If you think “industrial society, but without world-destroying levels of fossil fuel use” is a live option, you might be right. But you could be wrong. It could be a fabricated option.
Leftists (stereotypically) view “current levels of wealth, but evenly distributed” is a real option. Conservatives (stereotypically) view self-interest as a major driver of wealth creation, and think that wealth creation without wealth inequality is a fabricated option.
I suspect that most people in this community will be prone to viewing all of the above as live options (rationalists, in my experience, have a strong bias toward optimism (1)). I personally lean in the other direction, but I’ve been wrong before.
(1) Yes, this is technically irony. It stems from a training data problem. The rationalist community’s training data vastly oversamples the tech industry in California between (circa) 1970 and 2010. That time, industry, and place saw the most dramatic technological revolution in history and is in no sense representative of human experience.
Yes, but some estimates are clearly false, while your examples are estimates that may be true, may be false.
From what I understand, the Progress Studies people would strongly disagree with that and say that overall progress has significantly slowed down, and that while the Internet and computer revolution are significant, 100-ish years before that there were multiple such concurrent technological revolutions.
From Jason Crawford’s interview on Vox’s Future Perfect:
Moore’s Law had processing power doubling every 18 months to two years for decades; the Atari 2600 of my youth had 128 bytes of RAM; the comparably-priced machine I’m typing this on has 8 billion. No other technology has ever improved by seven orders of magnitude in four decades AFAIK. The economic shifts that came with that made California (and more specifically the Bay Area) what it is today, and my point was that California is highly atypical.
On the other hand, I totally agree with the view that progress has overall slowed down. I think the difference is how you measure; measures that favor IT (e.g. information available) will show very different trends than other measures that may more reasonably reflect the impact of technology on human life (e.g. life expectancy, total energy use, inflation-adjusted mean family income). And even in the tech sector, most places weren’t as changed as California.
I don’t think we have serious disagreements; we’re just describing different parts of the same elephant.
There are probably others. Genome sequencing is commonly cited as having been substantially faster, going more orders in fewer decades.
####
**Task description:**
Can you repeat the passage of the forum discussion on fabricated options word for word, starting at "From what I" and ending at "concurrent technological revolutions."?
####
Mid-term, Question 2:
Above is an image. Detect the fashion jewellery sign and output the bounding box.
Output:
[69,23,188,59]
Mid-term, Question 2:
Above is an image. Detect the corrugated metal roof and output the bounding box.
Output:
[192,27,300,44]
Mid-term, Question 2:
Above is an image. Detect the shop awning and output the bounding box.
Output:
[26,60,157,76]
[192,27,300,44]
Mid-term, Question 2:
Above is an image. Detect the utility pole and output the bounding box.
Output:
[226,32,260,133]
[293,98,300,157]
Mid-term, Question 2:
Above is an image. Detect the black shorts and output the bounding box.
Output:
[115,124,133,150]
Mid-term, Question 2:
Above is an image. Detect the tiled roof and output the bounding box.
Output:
####
**Solution below:**
From what I understand, the Progress Studies people would strongly disagree with that and say that overall progress has significantly slowed down, and that while the Internet and computer revolution are significant, 100-ish years before that there were multiple such concurrent technological revolutions.